__What you need to do__: Repeat, line for line, the entries printed below.

__Items__:
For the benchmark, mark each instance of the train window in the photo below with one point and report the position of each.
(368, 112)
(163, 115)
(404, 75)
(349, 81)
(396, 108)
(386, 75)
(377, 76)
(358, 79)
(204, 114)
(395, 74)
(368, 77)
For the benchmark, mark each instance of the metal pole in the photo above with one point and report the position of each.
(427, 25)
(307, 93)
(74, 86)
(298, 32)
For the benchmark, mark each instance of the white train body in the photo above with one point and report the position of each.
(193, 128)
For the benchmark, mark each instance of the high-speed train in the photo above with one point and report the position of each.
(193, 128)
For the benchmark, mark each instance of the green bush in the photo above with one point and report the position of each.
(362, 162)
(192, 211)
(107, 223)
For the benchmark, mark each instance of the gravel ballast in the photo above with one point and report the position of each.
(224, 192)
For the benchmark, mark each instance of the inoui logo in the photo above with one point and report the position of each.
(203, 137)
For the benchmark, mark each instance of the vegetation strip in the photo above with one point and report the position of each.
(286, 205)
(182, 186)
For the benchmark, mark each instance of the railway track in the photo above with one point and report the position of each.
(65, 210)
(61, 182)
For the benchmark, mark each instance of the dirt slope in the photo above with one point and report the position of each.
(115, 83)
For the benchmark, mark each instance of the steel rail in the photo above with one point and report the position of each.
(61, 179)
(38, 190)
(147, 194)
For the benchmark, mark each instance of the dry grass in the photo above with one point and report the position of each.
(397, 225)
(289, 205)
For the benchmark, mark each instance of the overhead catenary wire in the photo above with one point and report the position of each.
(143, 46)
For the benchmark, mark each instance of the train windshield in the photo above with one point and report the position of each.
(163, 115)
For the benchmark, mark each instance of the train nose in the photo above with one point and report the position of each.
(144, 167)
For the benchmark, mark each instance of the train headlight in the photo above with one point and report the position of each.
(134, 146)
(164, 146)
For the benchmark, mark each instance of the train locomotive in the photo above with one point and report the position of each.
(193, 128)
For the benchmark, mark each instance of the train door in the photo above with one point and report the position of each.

__Exercise answer__:
For the benchmark, mark each instance of the train window in the photo below with one point and report the position of each.
(368, 112)
(163, 115)
(404, 75)
(349, 81)
(396, 108)
(386, 75)
(377, 76)
(358, 79)
(204, 114)
(395, 74)
(368, 77)
For the benchmark, mark each instance of the metal pole in the photo above with one point and report the position of each.
(427, 25)
(307, 93)
(74, 86)
(298, 32)
For the benchmark, mark each instance of the white train body in the photo above with one point and report the position of each.
(193, 128)
For the benchmark, mark each instance of the high-speed train in the photo above with one point and report the position of each.
(193, 128)
For the benchmark, mark each instance of the green bush in the photo above with one point and report the position of each.
(362, 162)
(192, 211)
(107, 223)
For the benchmark, mark each instance of the gravel ballast in the photo above with one point and report the position of each.
(224, 192)
For the benchmark, mark each instance of the inoui logo in the photo above with one point and report the position of each.
(203, 137)
For the benchmark, mark each instance of the vegetation strip in the photo above with one point and report the position of each.
(286, 205)
(182, 186)
For the benchmark, mark each instance of the railway track in the photo above with one point and report the position of each.
(65, 210)
(61, 182)
For the benchmark, mark each instance of the dirt slope in the photo above with one point and report the position of each.
(115, 83)
For the benchmark, mark each instance of the steel rail in the photo above with one point and report the position of each.
(61, 179)
(38, 190)
(147, 194)
For the benchmark, mark each instance of the dry grass in the photo above with one point and report the position of each.
(397, 225)
(289, 205)
For the benchmark, mark each instance of the overhead catenary wire in the photo above with one point and report the position of each.
(143, 46)
For the benchmark, mark each instance of the train windshield in the photo above with one point and report the position of each.
(163, 115)
For the benchmark, mark each instance of the train nose in the photo above with one point and report the position of each.
(144, 167)
For the benchmark, mark each instance of the train headlight in the photo above with one point and report the position of each.
(134, 146)
(164, 146)
For the benchmark, mark each instance of the train locomotive in the photo above with one point and report the position of each.
(193, 128)
For the benchmark, mark each instance of the train door in the photo above with one point and report the position of each.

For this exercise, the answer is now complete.